** Task prompt **
Go through the material below and copy out every line that contains the string "light". Case counts, so a line only matches if the letters have the same capitals and lowercase.

** Record extracts **
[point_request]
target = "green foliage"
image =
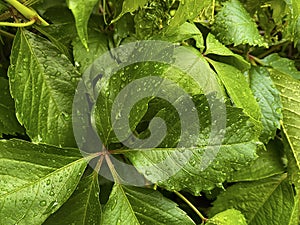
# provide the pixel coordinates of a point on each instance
(218, 129)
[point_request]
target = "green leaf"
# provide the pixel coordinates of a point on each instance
(82, 10)
(228, 217)
(213, 46)
(231, 20)
(129, 6)
(35, 180)
(97, 44)
(269, 201)
(134, 206)
(83, 207)
(187, 10)
(8, 121)
(268, 163)
(43, 83)
(268, 98)
(168, 167)
(239, 90)
(283, 65)
(290, 94)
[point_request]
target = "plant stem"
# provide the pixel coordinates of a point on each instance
(8, 24)
(191, 205)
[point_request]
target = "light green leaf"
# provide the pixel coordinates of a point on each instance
(228, 217)
(233, 25)
(82, 10)
(8, 121)
(35, 180)
(290, 96)
(83, 207)
(213, 46)
(43, 83)
(97, 44)
(269, 201)
(135, 206)
(283, 65)
(129, 6)
(268, 98)
(239, 90)
(268, 163)
(187, 10)
(174, 169)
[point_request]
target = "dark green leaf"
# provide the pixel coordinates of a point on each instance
(8, 121)
(43, 83)
(135, 206)
(233, 25)
(35, 180)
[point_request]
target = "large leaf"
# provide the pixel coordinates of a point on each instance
(187, 10)
(239, 90)
(134, 206)
(185, 168)
(82, 10)
(8, 121)
(231, 20)
(290, 96)
(97, 44)
(83, 207)
(43, 83)
(228, 217)
(268, 99)
(268, 163)
(35, 180)
(129, 6)
(266, 202)
(283, 65)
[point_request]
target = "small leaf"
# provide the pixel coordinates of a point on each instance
(269, 201)
(43, 83)
(268, 163)
(97, 44)
(228, 217)
(130, 6)
(83, 207)
(35, 180)
(8, 121)
(82, 10)
(233, 25)
(135, 206)
(268, 98)
(239, 90)
(290, 96)
(283, 65)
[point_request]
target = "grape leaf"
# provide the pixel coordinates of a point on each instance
(97, 44)
(213, 46)
(268, 98)
(8, 121)
(231, 20)
(43, 83)
(130, 205)
(290, 94)
(82, 11)
(239, 90)
(265, 202)
(167, 161)
(83, 207)
(130, 6)
(35, 180)
(266, 165)
(228, 217)
(283, 65)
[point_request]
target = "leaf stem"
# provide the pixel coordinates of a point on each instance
(26, 24)
(191, 205)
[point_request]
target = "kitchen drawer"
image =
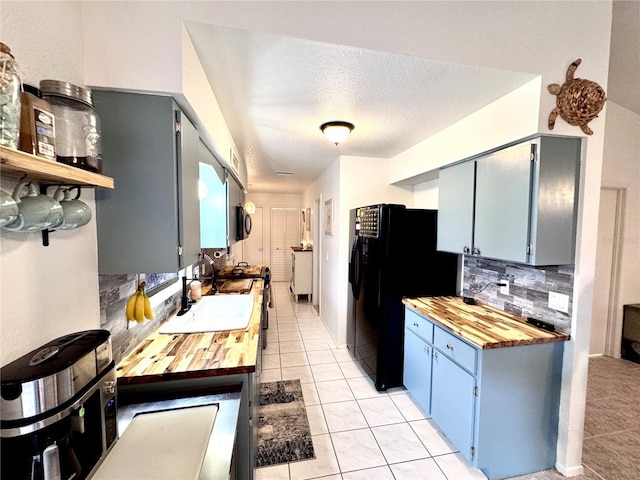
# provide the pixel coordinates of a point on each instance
(458, 350)
(419, 325)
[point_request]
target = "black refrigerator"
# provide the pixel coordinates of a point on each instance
(393, 255)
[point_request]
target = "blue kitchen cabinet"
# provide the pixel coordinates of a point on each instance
(417, 369)
(498, 406)
(453, 402)
(517, 203)
(455, 208)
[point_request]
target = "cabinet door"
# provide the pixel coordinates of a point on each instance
(417, 369)
(188, 200)
(137, 221)
(503, 193)
(213, 202)
(455, 208)
(453, 402)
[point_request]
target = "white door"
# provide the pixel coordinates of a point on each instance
(285, 233)
(254, 244)
(605, 282)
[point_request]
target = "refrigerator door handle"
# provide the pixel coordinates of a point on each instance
(354, 267)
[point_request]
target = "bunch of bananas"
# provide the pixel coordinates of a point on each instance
(139, 306)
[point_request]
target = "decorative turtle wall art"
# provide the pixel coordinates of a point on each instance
(579, 101)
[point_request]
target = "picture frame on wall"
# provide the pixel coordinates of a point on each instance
(328, 217)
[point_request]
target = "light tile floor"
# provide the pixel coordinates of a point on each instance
(360, 433)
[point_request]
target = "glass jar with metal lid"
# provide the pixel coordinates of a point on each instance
(77, 125)
(9, 99)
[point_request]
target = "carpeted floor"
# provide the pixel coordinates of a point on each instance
(283, 429)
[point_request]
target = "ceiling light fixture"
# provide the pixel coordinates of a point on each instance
(336, 132)
(250, 208)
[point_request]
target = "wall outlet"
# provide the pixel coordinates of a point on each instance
(559, 301)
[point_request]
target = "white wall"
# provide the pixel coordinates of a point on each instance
(425, 195)
(268, 201)
(49, 291)
(621, 169)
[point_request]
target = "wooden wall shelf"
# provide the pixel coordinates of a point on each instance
(16, 164)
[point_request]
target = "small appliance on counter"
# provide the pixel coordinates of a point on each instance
(58, 408)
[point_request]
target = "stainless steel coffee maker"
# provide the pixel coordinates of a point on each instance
(58, 409)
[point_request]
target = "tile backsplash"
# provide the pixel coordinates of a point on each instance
(529, 288)
(115, 291)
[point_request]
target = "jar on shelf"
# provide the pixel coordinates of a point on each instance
(78, 128)
(9, 99)
(37, 124)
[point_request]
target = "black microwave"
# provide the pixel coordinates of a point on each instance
(243, 223)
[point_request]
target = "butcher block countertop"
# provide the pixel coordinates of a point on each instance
(162, 357)
(482, 325)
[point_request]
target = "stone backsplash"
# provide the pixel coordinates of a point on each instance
(529, 288)
(115, 291)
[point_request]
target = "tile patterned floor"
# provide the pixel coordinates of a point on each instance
(360, 433)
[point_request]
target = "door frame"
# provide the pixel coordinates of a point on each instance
(317, 254)
(614, 324)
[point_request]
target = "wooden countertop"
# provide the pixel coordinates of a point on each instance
(482, 325)
(161, 357)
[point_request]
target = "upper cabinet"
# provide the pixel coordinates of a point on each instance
(517, 204)
(151, 222)
(214, 212)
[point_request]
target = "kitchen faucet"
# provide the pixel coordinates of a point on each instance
(185, 302)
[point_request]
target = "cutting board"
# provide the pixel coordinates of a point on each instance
(163, 445)
(241, 285)
(243, 271)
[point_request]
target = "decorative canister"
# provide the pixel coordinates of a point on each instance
(77, 125)
(37, 124)
(9, 99)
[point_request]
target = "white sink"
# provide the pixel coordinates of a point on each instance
(213, 314)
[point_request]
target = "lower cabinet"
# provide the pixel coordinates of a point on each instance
(453, 402)
(417, 365)
(498, 406)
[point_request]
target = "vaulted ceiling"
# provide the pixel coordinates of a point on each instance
(276, 91)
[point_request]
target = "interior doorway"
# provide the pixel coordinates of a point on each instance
(606, 327)
(285, 233)
(254, 244)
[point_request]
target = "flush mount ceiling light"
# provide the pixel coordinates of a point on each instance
(250, 208)
(336, 132)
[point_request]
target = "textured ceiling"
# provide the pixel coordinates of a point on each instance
(276, 91)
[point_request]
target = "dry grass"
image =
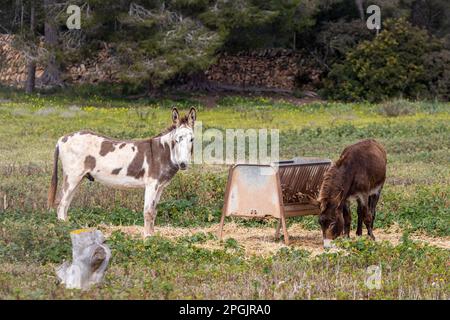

** Output of the exercise **
target = "light green leaf"
target = "light tile floor"
target = "ceiling light fixture"
target = "flush mount ceiling light"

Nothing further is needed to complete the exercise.